Provided information start
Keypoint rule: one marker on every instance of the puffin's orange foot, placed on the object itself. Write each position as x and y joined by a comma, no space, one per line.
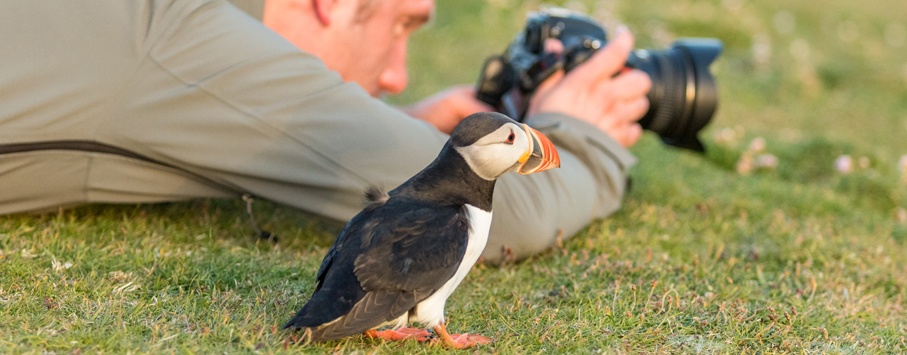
460,341
463,341
399,334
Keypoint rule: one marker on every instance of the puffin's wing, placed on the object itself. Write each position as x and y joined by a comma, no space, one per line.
414,249
375,198
407,256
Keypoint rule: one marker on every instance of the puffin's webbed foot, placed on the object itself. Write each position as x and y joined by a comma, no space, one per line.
460,341
399,334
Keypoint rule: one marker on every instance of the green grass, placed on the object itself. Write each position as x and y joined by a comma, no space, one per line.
795,257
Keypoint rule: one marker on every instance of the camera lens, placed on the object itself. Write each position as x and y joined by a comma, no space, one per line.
683,95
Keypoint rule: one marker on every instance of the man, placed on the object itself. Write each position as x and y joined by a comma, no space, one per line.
145,101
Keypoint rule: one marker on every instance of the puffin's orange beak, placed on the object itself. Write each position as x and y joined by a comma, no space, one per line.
540,155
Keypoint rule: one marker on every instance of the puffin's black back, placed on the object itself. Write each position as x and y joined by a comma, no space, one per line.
402,247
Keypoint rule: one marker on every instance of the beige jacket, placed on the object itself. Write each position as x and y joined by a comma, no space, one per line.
144,101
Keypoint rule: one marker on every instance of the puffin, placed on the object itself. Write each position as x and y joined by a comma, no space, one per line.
398,260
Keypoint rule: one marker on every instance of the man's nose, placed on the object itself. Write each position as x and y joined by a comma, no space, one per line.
394,78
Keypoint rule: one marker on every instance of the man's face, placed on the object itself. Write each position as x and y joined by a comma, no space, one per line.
372,45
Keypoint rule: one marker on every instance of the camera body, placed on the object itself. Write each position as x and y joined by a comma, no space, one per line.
683,97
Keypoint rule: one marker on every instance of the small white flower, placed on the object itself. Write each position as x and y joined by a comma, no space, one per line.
902,168
766,161
844,164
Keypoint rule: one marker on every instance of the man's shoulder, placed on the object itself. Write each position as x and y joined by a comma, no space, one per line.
254,8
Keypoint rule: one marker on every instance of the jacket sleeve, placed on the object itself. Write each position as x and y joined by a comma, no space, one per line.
532,212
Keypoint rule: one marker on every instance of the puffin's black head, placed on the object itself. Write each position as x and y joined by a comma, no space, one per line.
493,144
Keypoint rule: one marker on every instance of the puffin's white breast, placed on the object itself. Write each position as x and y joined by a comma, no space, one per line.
430,312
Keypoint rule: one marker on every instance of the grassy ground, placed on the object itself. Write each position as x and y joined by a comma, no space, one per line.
761,245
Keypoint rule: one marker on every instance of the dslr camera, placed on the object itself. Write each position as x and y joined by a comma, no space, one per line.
683,95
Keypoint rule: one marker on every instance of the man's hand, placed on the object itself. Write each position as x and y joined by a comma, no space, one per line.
593,93
447,108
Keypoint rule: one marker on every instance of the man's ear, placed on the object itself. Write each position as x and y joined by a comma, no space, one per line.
323,10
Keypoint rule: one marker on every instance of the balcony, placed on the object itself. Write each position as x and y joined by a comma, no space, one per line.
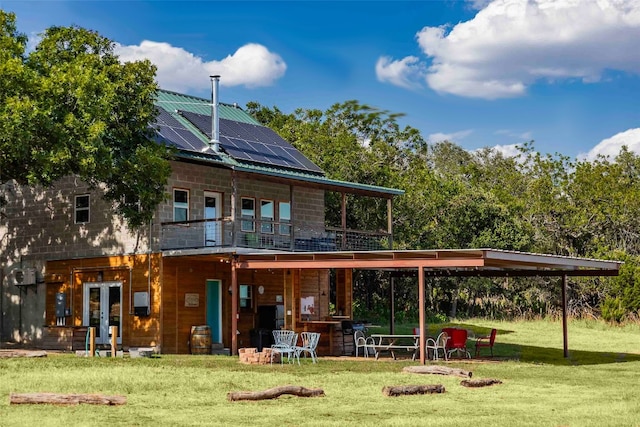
Provided information end
• Work to be completed: Reproduce every line of the records above verbatim, leaving out the pictures.

• Task answer:
Keypoint rule: one marker on every instance of the puffin's orange foot, placed on the object itself. Write each position as x and y joined by a comma, no space, one per line.
460,341
463,341
399,334
Keypoint rule: one marker on every instance of the puffin's wing, placed on the object itself. Write each position as x and y joined by a comma, no space, one per line.
414,249
375,198
407,256
Keypoint rule: one marker on every instance of the puffin's webbed foot, placed on the object itself. Write each position as x and y joined by a comma, no space, one per line.
460,341
399,334
Keypoint rule: one marker on every instance of the green grass, placed on the object itself. Write each position as x and y joined by a comma, no space, one per line.
795,257
Keypoint rule: one marker on every instance of the camera lens, placed on the object itself. Write each position as x and y joined by a comma, no space, one per line.
683,95
Keypoint rule: one marker on every instance of the man, placed on the object itself. Write each position as x and y joined by a comma, no space, one per line.
145,101
Keypoint rule: one marker on every instance of the puffin's orange beak, placed on the object itself. Write each position as x and y joined by a comma, no space, one per line.
540,155
Keypoint rule: one marker on every instance of the puffin's black back, placed on the object itself. Write each position as x and y joined by a comma, no space, one per line.
402,247
Keypoint rule: one marker on every instance of the beige jacket, placed on the object itself. Write each position as x and y joined by a comma, no space, one per line.
144,101
Keypoint rule: one marker on every instance of the puffin, placed on the object itself. Write each position as x and y joined by a comma, no space, one per line.
398,260
Keypoint rule: one marker on every instance of the man's nose, placed on the object itself. Write each position as x and y joined by a comma, no space, one per line.
394,78
Keypoint rule: one marker on every instance of the man's face, placed on the object itself. Write each position as x and y joined by a comma, no space, one per line.
372,45
Keypoint rule: one marker on every instance of the camera body, placed on the object itself. Write each position as x and y joined by a comma, no space, one per line.
683,97
Keypoint rule: one marker on every instance of the small white flower, placed on the object itself. Write each position as x and y joined by a comma, no space, one per line.
902,168
766,161
844,164
Keypoint rule: one marker on every instance of the man's shoulder, placed on the object itself. Write each position as x and y joined by a comma, no space, one per line.
254,8
Keypoint rule: one marker on every instance of the jacket sleeve, placed on the object itself. Write each position as x and y joined by a comma, no space, one per line.
532,212
Keypoint rule: one marker on every instance of the puffin's black head, placed on the object itself. Write each position as x and y joined by a comma, no space, one per line.
493,144
Keypoint rule: one marker on every instance of the puffin's white breast, placed on the object itself. Write each position as x and y joined by a comma, no space, one per line.
430,312
Keypoint rule: one marker on every instance of the grassy ground, placed on the object itself. Write each position as x and y joined by a comma, no space, one per line.
761,245
Keypoint rule: one marker on every instance of the dslr camera, placed on the object itself. Write each position as x and y joined by a comma, no space, one per line.
683,95
Keypoint rule: one marker on every instance of the man's hand, placed on the object itself. Write each position as x and y joined by a comma, no space, one per line.
593,93
447,108
Keypoint rule: one marker on every instance of the man's ear, placed on the object itself. Write each position as x and y joined by a comma, no space, one per line.
323,10
Keypoint rule: one marker on every instance of the balcony, placed on the object itself. Write each position as x and y joined by a comma, no space, one per line.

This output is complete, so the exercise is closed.